-------- PROVIDED RECORDS --------
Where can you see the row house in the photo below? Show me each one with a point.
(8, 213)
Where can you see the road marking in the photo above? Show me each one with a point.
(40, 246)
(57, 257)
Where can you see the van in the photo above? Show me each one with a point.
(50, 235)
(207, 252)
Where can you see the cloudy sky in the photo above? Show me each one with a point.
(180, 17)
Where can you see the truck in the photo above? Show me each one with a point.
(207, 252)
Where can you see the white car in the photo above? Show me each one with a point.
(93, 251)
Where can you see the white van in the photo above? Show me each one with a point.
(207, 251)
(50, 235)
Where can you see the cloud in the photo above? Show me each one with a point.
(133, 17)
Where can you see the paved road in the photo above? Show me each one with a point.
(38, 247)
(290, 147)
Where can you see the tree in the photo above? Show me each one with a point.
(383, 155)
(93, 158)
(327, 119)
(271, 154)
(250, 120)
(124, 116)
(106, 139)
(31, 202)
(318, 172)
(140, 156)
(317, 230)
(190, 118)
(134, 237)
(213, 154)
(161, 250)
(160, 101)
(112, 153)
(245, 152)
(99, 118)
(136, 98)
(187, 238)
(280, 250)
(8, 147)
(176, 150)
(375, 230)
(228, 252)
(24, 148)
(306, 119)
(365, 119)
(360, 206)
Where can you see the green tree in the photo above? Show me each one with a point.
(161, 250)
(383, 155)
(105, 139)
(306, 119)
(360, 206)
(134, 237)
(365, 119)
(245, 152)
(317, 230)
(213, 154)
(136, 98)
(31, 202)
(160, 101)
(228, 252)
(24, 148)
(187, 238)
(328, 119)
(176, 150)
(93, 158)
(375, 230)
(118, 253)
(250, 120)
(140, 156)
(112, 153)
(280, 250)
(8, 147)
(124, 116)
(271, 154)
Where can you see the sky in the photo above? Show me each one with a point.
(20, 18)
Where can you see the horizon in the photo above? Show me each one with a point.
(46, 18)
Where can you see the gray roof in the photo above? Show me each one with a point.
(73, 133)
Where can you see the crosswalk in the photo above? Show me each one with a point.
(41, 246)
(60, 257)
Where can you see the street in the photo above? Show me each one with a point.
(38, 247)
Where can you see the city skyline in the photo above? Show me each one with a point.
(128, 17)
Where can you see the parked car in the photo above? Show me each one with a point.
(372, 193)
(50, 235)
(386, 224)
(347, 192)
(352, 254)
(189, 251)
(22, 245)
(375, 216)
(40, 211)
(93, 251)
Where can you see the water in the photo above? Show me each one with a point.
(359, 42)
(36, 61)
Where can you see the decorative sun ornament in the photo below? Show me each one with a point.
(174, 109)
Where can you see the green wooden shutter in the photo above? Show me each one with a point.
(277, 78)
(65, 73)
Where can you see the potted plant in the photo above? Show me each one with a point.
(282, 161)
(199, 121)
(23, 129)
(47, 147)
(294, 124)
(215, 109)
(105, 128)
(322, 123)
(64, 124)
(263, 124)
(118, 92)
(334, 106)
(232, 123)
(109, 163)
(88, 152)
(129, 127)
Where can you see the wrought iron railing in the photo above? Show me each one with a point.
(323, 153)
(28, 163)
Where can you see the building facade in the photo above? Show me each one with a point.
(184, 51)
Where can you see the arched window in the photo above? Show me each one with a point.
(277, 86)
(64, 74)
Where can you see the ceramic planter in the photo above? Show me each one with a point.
--------
§ **SET PROBLEM**
Duplicate word for word every line from the one containing "Where can you see the building" up to and including the final line above.

§ **CORRECT RESULT**
Where can you see the building facade in the photo above? Show me each one with a point.
(184, 51)
Where can you see the arched window in the photo above? Show me each one with a point.
(277, 86)
(64, 74)
Where can you see the ceramic planter in the photo above? Show me each one with a point.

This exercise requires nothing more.